EXCERPT -
[Begin]

Seasonally August is a slow month in ILS sector, with few transactions coming to market, and this August has been no exception.

However, as the industry arrives in Monte Carlo for the annual Rendez-Vous de Septembre (RVS), the market’s activity is starting to hot up again.

“August is typically a slow month, and 2014 was no exception, but moving forward the market is now really focused on getting back to new deals and we’ve seen good capital inflows to support new primary issuance.

“Now the focus is post Monte Carlo and examining what is in the pipeline—what perils and types of transactions do we need to consider? The attitude is much more ‘back to work’ than was the case three or four weeks ago,” says Schultz.

He explains that this lull in the market is a result of being between typical renewals seasons, but says that ILS is gradually becoming a year-round issuance cycle.

“The quiet August is just the way that the market has developed, as there’s always a rush by sponsors to bring US hurricane transactions to market by July 1. Once that’s happened, it typically becomes quiet throughout the summer before preparing for the new wave of issuances,” explains Schultz.

“The sector is developing into a year-round issuance market, but it’s still a little quieter in the summer. Last year we saw five or six deals in the summer, which was unusual, but that didn’t repeat this year.”

As investors and sponsors revive their ‘back to work’ attitude, Schultz expects to see a busy second half of the year.

“There’s going to be a good level of offering of cat bonds and sidecars, which combined will represent a good level of activity in the second half of the year,” he says.

From strength to strength

The ILS sector has demonstrated a number of significant developments in recent months which support claims by those in the market that the alternative capital is here to stay.

[End]

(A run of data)
[Begin]

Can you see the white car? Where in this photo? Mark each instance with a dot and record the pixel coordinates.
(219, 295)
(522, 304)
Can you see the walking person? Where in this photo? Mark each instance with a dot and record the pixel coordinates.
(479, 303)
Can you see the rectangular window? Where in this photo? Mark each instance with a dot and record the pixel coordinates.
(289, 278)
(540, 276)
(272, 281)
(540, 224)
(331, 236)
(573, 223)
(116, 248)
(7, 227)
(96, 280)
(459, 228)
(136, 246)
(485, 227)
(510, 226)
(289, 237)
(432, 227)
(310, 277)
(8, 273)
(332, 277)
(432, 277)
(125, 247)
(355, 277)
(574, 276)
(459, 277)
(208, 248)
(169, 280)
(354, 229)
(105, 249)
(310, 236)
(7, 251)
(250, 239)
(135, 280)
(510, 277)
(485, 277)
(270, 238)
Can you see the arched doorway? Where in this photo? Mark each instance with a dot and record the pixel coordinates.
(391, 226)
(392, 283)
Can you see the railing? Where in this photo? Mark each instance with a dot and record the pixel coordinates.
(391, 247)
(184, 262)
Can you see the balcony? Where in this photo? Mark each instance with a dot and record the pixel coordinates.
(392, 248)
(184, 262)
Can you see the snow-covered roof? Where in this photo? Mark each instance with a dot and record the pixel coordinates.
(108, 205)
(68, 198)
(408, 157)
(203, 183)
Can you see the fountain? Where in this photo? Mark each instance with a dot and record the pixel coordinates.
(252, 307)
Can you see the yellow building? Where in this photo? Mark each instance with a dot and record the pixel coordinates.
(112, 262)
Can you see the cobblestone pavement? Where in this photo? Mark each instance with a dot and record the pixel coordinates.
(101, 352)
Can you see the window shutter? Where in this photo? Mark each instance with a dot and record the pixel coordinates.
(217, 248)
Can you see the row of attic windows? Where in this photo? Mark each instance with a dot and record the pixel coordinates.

[End]

EXERCISE SET -
1. Answer these questions from the ILS market article:
(a) Where does the industry gather for the annual Rendez-Vous de Septembre?
(b) By what date do sponsors rush to bring US hurricane transactions to market?
(c) How many deals were seen in the summer of the previous year?
2. From the ILS market article, return the passage that begins at the words "However, as the" and ends after the words "new primary issuance.", copied without any changes.
3. Write the next part of the ILS market article, picking up after its last sentence.
This data has no connection to the ILS market article.

ANSWERS -
1.
(a) Monte Carlo
(b) July 1
(c) Five or six

2.
However, as the industry arrives in Monte Carlo for the annual Rendez-Vous de Septembre (RVS), the market’s activity is starting to hot up again.

“August is typically a slow month, and 2014 was no exception, but moving forward the market is now really focused on getting back to new deals and we’ve seen good capital inflows to support new primary issuance.

3.
Fund managers, among others, have shown a keen interest in enhancing their knowledge of the sector, with Fermat Capital recently incorporating the use of AIR Worldwide’s Touchstone catastrophe model to enable it to perform more detailed modelling on its catastrophe-related financial instruments.

“If you look at the activities of underwriters in the space five years ago compared to now, it’s much more sophisticated. As funds become larger, there’s a greater capital base in which to spread some of this cost. We’re going to see a continued push by managers to differentiate their products in the marketplace, and one way to do this is through analytics.

“Also, as we start to experience loss events, you will begin to see differentiated results in terms of performance. When there are no losses in the market, it’s hard to distinguish performance, so managers are focusing on analytics and new strategies to differentiate their results,” says Schultz.

The introduction of new ILS jurisdictions is another example of the growing success of the market.

“Having alternatives to Bermuda or Cayman-based vehicles for European sponsors is helpful for the market. It increases competition and allows sponsors to transact in domiciles that are more familiar and customary. Taking steps at the margin to ease frictional costs is also helpful,” explains Schultz.